#### DESCRIPTION OF THE TASK:
Find each line in the material below that contains the word "white" and copy it out.

────────────────

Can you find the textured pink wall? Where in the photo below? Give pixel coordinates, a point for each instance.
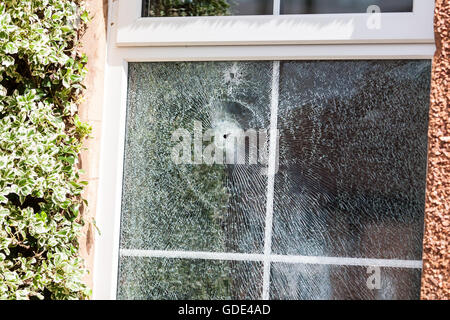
(94, 45)
(436, 249)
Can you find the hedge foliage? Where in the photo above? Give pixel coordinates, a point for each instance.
(41, 73)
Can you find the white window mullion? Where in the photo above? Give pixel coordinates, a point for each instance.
(273, 140)
(276, 7)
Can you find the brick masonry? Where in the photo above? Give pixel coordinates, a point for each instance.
(436, 247)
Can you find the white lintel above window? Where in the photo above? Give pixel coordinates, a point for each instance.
(402, 27)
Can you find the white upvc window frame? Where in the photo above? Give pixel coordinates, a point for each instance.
(294, 37)
(401, 27)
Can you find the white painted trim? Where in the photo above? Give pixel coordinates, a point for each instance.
(291, 259)
(271, 170)
(132, 30)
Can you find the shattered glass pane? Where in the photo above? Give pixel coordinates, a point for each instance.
(353, 150)
(334, 282)
(197, 206)
(184, 279)
(343, 6)
(182, 8)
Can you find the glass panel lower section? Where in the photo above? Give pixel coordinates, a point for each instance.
(333, 282)
(343, 6)
(184, 279)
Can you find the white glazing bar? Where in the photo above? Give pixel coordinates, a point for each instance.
(276, 7)
(226, 256)
(271, 176)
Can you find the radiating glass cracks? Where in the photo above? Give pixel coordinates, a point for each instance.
(348, 190)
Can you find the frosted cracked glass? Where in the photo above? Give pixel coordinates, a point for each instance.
(198, 207)
(175, 279)
(333, 282)
(342, 6)
(353, 148)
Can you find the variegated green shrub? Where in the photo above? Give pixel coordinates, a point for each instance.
(41, 136)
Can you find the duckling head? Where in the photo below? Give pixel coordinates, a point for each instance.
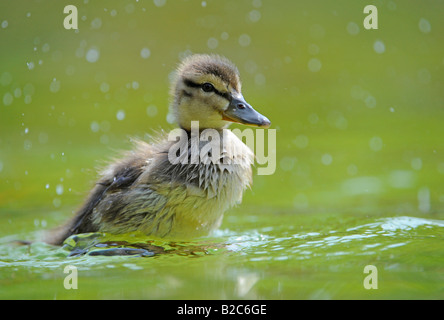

────────────────

#### EXERCISE SOLUTION:
Can you find the white window mullion? Where in the photo above? Give pixel coordinates, a point for each instance.
Can you find the white lintel above window? Where in the photo above? Give pixel coordinates, a point for each instance.
Can you find the white upvc window frame? Where in the photo above? Give pixel coordinates, a point for each instance.
Can you find the white painted trim? Where in the photo above? Give pixel coordinates, a point for each instance.
Can you find the white glazing bar? Where in the photo above? Give pixel coordinates, a point for each instance.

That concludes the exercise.